Trecho:
Em Samambaia, no sábado, que deu conta de estimados 240 atendimentos, outra mãe estava em alerta: vendedora em fábrica de estopa Gleidimar da Silva, 44, em meio a sete dias de atestado, não desgrudava a atenção da filha Julia dos Santos, 14 anos. "Eu estava muito ruim, agora, tô melhor, graças a Deus! Tomei líquido, sem parar. Era muita dor no corpo, nas articulações; ia mexer, e tudo doía. A febre estava altíssima e tive disenteria. Agora a Julia está vomitando muito, tem febre, dor abdominal e até sangramento, isso com muita dor no corpo", contou Gleidimar, que, pela primeira vez, enfrentou dengue.
A pressão muito baixa assustou Francisco Rodrigues de Amorim, motorista, algo relutante às visitas médicas. Mas no sábado, ele teve de mudar costumes: e, numa cadeira de rodas, adentrou a atendimento da tenda montada em Samambaia Sul. "Aqui (na tenda) está precisando de mais médicos. A dengue está se alastrando e a UPA está lotada", comentou o amigo dele Carlito Nobre Bezerra, indignado.
Na "onda de azar" de Carlito está a lida com dois irmãos acometidos pela dengue: "tão ruim de saúde, mesmo", disse. Também motorista, Carlito reclamou da falta de ações como a da rota do fumacê, na Expansão (Samambaia Norte). Assustado com a piora, há quatro dias, quando passou a ter suor excessivo, febre e dor no olho, Francisco buscou o atendimento: "meu corpo tá doendo, e de várias formas", resumiu. No caso dele havia desconfiança de um quadro de chikungunya (que igualmente pode ser transmitida pelo Aedes aegypti).
Ritmo acelerado
Trabalhando em ritmo acelerado, o médico Thiago Lima Leite conta que tem atendido aproximadamente 85 pessoas por dia, na tenda montada em Samambaia. Em 60% dos casos, ele confirma o quadro da dengue. Num cenário que faz lembrar o da época dos atendimentos para a covid-19, com 11 horas de missão diária, o médico explica que os casos mais leves podem ter solução pelo atendimento no esquema das tendas. "Nos casos moderados (e leves), há indicação do retorno na UBS para o acompanhamento na contagem de plaquetas, a cada três dias. Em uma expressão moderada, a doença requer cuidados com uso de soro fisiológico ou glicosado", explica.

Itens do conjunto de dados

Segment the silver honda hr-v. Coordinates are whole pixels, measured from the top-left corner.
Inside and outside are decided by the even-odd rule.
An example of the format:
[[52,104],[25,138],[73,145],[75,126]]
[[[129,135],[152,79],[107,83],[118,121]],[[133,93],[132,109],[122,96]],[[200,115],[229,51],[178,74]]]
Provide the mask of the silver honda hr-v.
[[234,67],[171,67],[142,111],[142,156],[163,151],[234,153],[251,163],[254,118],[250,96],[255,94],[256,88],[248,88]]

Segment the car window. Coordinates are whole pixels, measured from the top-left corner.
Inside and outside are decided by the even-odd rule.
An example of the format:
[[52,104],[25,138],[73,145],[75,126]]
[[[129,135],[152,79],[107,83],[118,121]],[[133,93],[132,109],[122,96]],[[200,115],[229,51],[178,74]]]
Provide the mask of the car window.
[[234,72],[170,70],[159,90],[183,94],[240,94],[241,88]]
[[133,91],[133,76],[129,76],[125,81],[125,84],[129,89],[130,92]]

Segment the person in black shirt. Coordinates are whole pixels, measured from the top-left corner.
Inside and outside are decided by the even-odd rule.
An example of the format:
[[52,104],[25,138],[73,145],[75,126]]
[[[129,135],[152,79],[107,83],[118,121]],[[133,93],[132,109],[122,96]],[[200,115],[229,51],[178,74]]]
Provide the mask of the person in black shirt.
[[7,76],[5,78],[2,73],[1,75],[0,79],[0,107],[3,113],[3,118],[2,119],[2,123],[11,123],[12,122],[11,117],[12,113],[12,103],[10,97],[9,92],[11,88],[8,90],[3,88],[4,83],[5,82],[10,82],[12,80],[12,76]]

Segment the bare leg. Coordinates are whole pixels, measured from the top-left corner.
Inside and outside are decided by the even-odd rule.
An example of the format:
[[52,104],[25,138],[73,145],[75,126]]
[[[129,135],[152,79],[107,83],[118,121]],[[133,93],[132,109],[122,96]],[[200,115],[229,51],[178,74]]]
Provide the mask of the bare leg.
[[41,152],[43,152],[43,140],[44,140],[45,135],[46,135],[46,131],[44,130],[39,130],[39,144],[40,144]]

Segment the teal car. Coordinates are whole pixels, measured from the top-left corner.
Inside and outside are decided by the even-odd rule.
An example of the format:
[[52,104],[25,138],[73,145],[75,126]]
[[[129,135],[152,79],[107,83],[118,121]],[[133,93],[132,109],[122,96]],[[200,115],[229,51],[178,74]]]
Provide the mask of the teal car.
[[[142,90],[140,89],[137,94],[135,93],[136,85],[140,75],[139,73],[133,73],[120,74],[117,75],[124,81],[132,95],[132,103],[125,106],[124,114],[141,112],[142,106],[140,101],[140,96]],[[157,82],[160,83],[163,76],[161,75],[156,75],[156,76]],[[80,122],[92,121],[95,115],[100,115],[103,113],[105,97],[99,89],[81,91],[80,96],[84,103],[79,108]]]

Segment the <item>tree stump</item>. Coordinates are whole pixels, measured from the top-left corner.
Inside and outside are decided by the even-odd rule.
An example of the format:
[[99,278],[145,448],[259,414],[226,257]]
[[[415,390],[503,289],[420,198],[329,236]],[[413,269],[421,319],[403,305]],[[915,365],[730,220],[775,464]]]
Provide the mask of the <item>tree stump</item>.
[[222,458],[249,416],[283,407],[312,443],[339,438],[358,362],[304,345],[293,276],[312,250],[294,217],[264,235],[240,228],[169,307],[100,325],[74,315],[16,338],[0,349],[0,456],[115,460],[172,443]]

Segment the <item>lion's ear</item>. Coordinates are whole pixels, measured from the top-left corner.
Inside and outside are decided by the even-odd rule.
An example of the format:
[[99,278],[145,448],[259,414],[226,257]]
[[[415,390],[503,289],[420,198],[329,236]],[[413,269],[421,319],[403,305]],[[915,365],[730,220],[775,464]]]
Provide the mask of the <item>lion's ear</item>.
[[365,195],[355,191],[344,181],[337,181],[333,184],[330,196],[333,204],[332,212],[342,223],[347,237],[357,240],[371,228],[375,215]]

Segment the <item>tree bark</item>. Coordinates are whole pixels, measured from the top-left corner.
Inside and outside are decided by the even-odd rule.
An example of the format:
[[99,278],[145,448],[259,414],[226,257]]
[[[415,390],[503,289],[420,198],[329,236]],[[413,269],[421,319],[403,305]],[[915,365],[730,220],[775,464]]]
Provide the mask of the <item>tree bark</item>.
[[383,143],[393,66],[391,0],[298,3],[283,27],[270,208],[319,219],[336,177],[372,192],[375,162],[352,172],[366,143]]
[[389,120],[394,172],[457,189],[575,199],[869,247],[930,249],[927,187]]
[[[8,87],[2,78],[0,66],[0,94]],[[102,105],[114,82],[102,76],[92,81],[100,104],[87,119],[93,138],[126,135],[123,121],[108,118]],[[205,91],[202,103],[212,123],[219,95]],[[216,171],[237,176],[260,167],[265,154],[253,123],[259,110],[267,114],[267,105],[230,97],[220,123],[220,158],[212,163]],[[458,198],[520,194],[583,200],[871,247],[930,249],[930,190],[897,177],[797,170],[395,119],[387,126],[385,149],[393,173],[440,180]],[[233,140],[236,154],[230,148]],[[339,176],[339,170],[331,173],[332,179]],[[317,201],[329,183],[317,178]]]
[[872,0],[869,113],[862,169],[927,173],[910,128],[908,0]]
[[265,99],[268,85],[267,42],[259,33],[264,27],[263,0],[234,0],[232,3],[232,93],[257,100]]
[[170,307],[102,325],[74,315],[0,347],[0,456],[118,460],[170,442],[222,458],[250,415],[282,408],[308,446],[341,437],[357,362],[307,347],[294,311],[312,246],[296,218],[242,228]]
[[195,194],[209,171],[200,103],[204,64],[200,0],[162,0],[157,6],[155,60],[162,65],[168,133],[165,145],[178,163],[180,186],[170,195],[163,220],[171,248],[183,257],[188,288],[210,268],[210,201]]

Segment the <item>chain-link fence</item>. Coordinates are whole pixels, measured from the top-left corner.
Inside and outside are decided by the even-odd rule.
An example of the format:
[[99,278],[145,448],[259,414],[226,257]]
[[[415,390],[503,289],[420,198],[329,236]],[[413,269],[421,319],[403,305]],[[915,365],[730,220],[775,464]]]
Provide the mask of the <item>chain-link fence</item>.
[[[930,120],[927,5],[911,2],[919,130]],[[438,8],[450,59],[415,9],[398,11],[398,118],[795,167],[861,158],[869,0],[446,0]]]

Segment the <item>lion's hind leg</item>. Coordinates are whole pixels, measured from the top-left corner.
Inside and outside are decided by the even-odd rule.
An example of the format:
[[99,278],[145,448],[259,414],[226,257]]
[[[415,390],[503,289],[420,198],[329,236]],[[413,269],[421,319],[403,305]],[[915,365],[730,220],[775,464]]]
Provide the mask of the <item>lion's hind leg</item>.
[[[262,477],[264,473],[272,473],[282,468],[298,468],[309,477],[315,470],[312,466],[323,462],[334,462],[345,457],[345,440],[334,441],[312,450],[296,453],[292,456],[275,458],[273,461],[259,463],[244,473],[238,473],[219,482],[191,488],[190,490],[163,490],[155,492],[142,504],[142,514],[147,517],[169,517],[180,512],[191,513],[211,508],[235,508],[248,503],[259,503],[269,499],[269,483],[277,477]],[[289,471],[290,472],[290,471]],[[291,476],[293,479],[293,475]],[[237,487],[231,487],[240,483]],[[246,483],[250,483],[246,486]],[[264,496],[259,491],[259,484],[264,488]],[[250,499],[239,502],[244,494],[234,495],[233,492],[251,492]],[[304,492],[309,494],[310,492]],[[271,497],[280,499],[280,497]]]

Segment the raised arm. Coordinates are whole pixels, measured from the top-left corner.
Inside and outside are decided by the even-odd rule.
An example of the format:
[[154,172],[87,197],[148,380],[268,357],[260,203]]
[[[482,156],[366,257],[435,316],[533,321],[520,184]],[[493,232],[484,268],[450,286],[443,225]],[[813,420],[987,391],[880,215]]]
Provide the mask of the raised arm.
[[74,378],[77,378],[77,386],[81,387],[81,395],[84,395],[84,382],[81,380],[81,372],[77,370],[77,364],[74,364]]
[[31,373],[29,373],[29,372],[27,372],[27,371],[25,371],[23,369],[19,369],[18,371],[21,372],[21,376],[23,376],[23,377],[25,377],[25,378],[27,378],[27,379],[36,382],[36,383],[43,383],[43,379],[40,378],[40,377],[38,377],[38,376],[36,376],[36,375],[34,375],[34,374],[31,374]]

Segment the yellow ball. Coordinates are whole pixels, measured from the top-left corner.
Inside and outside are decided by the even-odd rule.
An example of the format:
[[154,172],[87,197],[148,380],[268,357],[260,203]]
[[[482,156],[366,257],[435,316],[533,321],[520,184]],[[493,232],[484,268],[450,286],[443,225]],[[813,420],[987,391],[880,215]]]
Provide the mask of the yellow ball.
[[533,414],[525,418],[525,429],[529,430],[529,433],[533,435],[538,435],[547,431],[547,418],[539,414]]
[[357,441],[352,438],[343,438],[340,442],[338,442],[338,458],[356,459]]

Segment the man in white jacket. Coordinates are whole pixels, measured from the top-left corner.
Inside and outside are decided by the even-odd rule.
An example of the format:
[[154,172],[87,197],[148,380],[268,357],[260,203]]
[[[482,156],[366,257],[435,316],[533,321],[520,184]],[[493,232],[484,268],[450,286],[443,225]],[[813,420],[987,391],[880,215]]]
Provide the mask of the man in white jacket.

A fazer:
A) Segundo o trecho, quantas pessoas por dia o médico Thiago Lima Leite tem atendido na tenda montada em Samambaia?
B) Repita do trecho a parte que começa com "A pressão muito" e segue até "Nobre Bezerra, indignado.", sem alterar nenhuma palavra.

Respostas às tarefas:
A) Aproximadamente 85 pessoas por dia.

B)
A pressão muito baixa assustou Francisco Rodrigues de Amorim, motorista, algo relutante às visitas médicas. Mas no sábado, ele teve de mudar costumes: e, numa cadeira de rodas, adentrou a atendimento da tenda montada em Samambaia Sul. "Aqui (na tenda) está precisando de mais médicos. A dengue está se alastrando e a UPA está lotada", comentou o amigo dele Carlito Nobre Bezerra, indignado.